### EXERCISE DIRECTIONS:
Repeat the data exactly as it appears.

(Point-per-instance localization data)
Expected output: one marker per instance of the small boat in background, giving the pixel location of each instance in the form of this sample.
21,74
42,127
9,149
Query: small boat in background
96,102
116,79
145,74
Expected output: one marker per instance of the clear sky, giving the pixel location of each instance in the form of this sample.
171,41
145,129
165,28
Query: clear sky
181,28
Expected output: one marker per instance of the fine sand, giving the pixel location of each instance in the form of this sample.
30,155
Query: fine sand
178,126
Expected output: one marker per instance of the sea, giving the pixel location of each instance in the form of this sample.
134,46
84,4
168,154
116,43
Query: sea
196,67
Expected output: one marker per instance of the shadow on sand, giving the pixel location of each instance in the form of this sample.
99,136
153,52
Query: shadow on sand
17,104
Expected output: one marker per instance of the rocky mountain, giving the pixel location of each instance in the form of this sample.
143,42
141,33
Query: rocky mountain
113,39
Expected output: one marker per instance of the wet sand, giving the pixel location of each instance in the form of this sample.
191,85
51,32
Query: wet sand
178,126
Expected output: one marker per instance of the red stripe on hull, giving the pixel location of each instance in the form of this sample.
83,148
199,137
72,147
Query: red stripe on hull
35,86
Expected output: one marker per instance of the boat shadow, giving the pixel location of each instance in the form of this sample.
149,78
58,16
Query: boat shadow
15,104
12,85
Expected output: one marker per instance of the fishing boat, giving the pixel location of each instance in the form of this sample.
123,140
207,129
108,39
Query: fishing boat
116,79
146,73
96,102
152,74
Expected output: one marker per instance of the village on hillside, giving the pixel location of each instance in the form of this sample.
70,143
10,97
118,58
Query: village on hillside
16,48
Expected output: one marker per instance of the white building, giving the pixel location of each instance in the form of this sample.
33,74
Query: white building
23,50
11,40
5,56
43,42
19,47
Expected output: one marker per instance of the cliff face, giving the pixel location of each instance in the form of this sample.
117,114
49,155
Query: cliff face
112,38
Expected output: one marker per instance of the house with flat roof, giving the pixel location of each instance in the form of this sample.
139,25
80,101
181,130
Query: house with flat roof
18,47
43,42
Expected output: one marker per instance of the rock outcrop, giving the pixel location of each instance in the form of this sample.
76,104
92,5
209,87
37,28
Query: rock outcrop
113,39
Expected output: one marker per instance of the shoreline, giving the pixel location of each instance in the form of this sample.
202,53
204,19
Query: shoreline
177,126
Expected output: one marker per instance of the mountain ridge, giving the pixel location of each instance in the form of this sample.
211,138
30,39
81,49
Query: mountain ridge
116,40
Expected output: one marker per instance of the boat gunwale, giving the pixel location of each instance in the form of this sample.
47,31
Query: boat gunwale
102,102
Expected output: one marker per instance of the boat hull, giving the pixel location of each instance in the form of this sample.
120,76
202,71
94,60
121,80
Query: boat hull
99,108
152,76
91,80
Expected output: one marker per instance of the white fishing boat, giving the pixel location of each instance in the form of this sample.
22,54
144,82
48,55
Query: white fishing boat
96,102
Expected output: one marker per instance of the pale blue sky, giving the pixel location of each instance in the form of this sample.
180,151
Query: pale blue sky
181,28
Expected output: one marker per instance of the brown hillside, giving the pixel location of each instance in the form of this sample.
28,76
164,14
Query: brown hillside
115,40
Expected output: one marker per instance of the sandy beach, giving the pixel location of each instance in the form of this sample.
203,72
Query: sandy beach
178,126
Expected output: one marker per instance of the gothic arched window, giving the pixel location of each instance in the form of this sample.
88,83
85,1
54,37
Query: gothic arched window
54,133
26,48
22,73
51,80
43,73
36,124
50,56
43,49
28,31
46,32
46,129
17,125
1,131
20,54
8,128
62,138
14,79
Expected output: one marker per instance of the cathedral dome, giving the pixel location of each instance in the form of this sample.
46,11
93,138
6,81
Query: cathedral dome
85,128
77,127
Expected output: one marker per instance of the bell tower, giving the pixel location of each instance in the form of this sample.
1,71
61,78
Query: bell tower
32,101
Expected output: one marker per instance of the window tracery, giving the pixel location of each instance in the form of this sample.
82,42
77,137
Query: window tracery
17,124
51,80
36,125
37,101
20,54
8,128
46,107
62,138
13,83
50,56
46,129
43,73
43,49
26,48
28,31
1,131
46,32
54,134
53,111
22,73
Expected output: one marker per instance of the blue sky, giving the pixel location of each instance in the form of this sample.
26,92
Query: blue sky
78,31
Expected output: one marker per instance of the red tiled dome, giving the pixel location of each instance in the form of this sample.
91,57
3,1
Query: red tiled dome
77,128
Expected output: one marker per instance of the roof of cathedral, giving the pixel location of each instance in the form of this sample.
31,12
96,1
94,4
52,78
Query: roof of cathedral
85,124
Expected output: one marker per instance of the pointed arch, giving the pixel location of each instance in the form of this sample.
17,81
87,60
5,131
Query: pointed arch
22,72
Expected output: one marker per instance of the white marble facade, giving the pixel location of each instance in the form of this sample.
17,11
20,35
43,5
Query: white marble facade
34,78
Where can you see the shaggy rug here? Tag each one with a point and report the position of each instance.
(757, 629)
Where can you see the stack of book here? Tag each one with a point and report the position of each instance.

### ANSWER BELOW:
Expected output: one marker per instance of the small boat in background, giving the pixel location of each instance in the form of this sample.
21,74
42,127
9,149
Query: small boat in background
96,102
116,79
145,74
Expected output: one marker per instance of the clear sky, giving the pixel location of each instance in the form of this sample.
171,41
145,129
165,28
Query: clear sky
181,28
Expected output: one marker per instance of the fine sand, giving the pixel location of each instance in the form of this sample.
30,155
Query: fine sand
178,126
Expected output: one marker per instance of the sea, giving the pixel location of each instance in the form of this sample.
134,46
84,4
168,154
116,43
Query: sea
196,67
Expected output: one marker per instance of the shadow on sand, giving the pixel location of each instance in the form of this sample.
99,136
153,52
Query: shadow on sand
17,104
Expected output: one marker per instance of the rocky mountain, giving the pixel location of each instance in the form of this sample.
143,42
141,33
Query: rocky mountain
113,39
Expected output: one marker per instance of the wet sand, giving the pixel location of each instance in the form of this sample.
191,85
51,32
Query: wet sand
178,126
Expected output: one marker per instance of the red stripe on hull, giving the pixel location of each instance in the form of this sample.
83,148
199,137
72,147
Query: red stripe on hull
35,86
Expected output: one marker per instance of the boat shadow, giving the pixel location of each instance in the form of this sample.
149,78
58,16
Query: boat shadow
15,104
12,85
Expected output: one marker per instance of the fishing boat, giving the pixel location of each instance in the form of this sample.
123,140
207,129
108,39
Query: fishing boat
116,79
146,73
96,102
152,74
Expected output: one marker per instance of the village on hillside, giving the pixel location of each instance in the form of this sample.
70,143
10,97
118,58
Query: village on hillside
16,48
Expected output: one marker per instance of the white building, giving the pixel location of each instance in the form of this sample.
33,74
Query: white building
23,50
11,40
5,56
43,42
19,47
Expected output: one marker per instance of the cliff face, giving the pixel location of each instance in the form of this sample.
117,114
49,155
Query: cliff face
112,38
Expected output: one marker per instance of the house with flat roof, giving the pixel location of each instance in the form of this sample.
139,25
80,101
181,130
Query: house with flat roof
18,47
43,42
Expected output: one marker per instance of the rock outcrop, giving the pixel location of each instance in the form of this sample.
76,104
92,5
209,87
37,28
Query: rock outcrop
113,39
Expected output: one marker per instance of the shoreline, giving the pixel location of each instance in the form of this sample.
202,53
204,19
Query: shoreline
177,126
Expected output: one marker per instance of the mountain ridge, giving the pixel location of each instance in the form of this sample.
211,138
30,39
81,49
Query: mountain ridge
116,40
Expected output: one marker per instance of the boat gunwale, giving the pixel location of each instance in the form of this sample.
47,31
Query: boat gunwale
102,102
Expected output: one marker per instance of the boat hull, giving the pixel location of each instance in the form of this sample.
120,76
202,71
94,60
121,80
Query: boat hull
99,108
152,76
91,80
Expected output: one marker per instance of the white fishing boat, giving the pixel location of each instance in the form of this sample.
22,54
144,82
48,55
Query: white fishing boat
96,102
Expected output: one marker per instance of the pale blue sky, giving the pixel location of each instance in the form of this sample.
180,151
Query: pale blue sky
181,28
Expected output: one marker per instance of the brown hillside, giving the pixel location of each instance in the form of this sample.
28,76
164,14
Query: brown hillside
115,40
Expected output: one marker per instance of the sandy beach, giving the pixel location of each instance in the form of this sample.
203,72
Query: sandy beach
178,126
Expected output: one marker per instance of the gothic arched window, giving the pixel location of each instance in the form of this sample.
88,83
85,1
54,37
Query: gothic arched window
54,133
26,48
22,73
51,80
43,73
36,124
50,56
43,49
28,31
46,32
46,129
17,125
1,131
20,54
8,128
62,138
14,79
Expected output: one marker per instance of the cathedral dome, giving the pixel location of each instance in the form of this sample.
46,11
93,138
6,81
Query: cathedral dome
85,128
77,127
Expected output: one marker per instance of the bell tower, giving the pixel location of each instance in the form of this sample.
1,71
61,78
Query: bell tower
32,101
Expected output: one marker per instance of the window tracery, giving the pixel location of each instance in the form of this sample.
82,42
77,137
Query: window tracery
17,124
51,80
36,125
37,101
20,54
8,128
46,107
62,138
13,83
50,56
46,129
43,73
43,49
26,48
28,31
1,131
46,32
54,134
53,111
22,73
Expected output: one marker per instance of the blue sky, giving the pixel location of each instance in the form of this sample.
26,92
Query: blue sky
78,31
Expected output: one marker per instance of the red tiled dome, giving the pixel location of each instance in the form of this sample.
91,57
3,1
Query: red tiled dome
77,128
Expected output: one marker per instance of the roof of cathedral, giving the pixel location of each instance in the form of this sample.
31,12
96,1
94,4
52,78
Query: roof of cathedral
85,124
Expected output: one marker per instance of the pointed arch, giving the pixel location of each instance in the form of this sample.
17,81
87,60
5,131
Query: pointed arch
22,72
Expected output: one marker per instance of the white marble facade, giving the pixel location of each instance in the form of this sample.
17,11
20,35
43,5
Query: white marble facade
34,78
Where can you see the shaggy rug here? Tag each one with a point and report the position of each instance.
(757, 629)
Where can you see the stack of book here? Tag each one with a point and report the position of each instance.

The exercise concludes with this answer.